= STORED ROWS =

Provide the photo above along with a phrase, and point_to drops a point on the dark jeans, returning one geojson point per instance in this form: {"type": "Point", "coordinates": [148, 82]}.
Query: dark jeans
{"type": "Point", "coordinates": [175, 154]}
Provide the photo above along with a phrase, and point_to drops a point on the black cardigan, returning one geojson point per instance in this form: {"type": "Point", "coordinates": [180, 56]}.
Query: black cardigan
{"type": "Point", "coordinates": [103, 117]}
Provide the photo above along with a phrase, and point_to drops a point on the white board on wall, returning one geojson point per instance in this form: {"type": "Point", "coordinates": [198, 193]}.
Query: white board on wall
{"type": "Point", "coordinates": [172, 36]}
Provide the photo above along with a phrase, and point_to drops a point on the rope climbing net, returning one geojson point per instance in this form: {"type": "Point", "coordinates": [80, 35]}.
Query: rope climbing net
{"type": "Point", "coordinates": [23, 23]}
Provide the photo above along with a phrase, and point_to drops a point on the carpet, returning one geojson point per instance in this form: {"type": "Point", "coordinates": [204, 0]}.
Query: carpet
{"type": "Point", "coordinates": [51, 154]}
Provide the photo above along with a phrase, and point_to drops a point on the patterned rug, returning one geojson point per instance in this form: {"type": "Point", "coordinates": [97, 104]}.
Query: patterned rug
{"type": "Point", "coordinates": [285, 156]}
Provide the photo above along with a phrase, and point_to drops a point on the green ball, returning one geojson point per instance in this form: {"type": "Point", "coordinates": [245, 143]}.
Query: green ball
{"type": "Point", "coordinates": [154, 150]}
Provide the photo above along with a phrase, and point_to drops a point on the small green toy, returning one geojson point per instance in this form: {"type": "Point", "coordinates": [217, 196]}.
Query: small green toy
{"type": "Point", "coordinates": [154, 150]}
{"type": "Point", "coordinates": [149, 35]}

= TASK TO CARRY OUT =
Print every line of the material above again, word for word and in the same order, without changing anything.

= ANSWER FOR THE TASK =
Provide the photo above along with a phrase, and point_to drops a point on the dark jeans, returning one geojson point per instance in this form: {"type": "Point", "coordinates": [148, 82]}.
Query: dark jeans
{"type": "Point", "coordinates": [175, 154]}
Provide the photo above along with a phrase, and point_to drops a point on the black cardigan, returning one geojson point per instance in this form: {"type": "Point", "coordinates": [180, 56]}.
Query: black cardigan
{"type": "Point", "coordinates": [103, 117]}
Provide the photo above along with a phrase, and point_to drops a point on the white board on wall, returning one geojson point per instance in this form: {"type": "Point", "coordinates": [198, 193]}.
Query: white board on wall
{"type": "Point", "coordinates": [172, 36]}
Provide the photo above along with a phrase, and point_to drops a point on the rope climbing net, returning one geojson point per instance in this form: {"type": "Point", "coordinates": [80, 35]}.
Query: rope climbing net
{"type": "Point", "coordinates": [23, 23]}
Provide the photo above along with a phrase, and point_to drops a point on the carpet, returning one geojson point per instance in this form: {"type": "Point", "coordinates": [204, 0]}.
Query: carpet
{"type": "Point", "coordinates": [51, 154]}
Provide the photo above along with a phrase, and point_to drops a point on the patterned rug, returning one geojson point per instance in this form: {"type": "Point", "coordinates": [97, 104]}.
Query: patterned rug
{"type": "Point", "coordinates": [285, 156]}
Provide the photo above along with a phrase, and point_to drops a point on the green ball, returning one geojson point per instance in this form: {"type": "Point", "coordinates": [245, 143]}.
Query: green ball
{"type": "Point", "coordinates": [154, 150]}
Provide the photo above along with a phrase, and point_to drops a point on the small green toy, returning one geojson point per instance in this form: {"type": "Point", "coordinates": [217, 196]}.
Query: small green toy
{"type": "Point", "coordinates": [154, 150]}
{"type": "Point", "coordinates": [149, 35]}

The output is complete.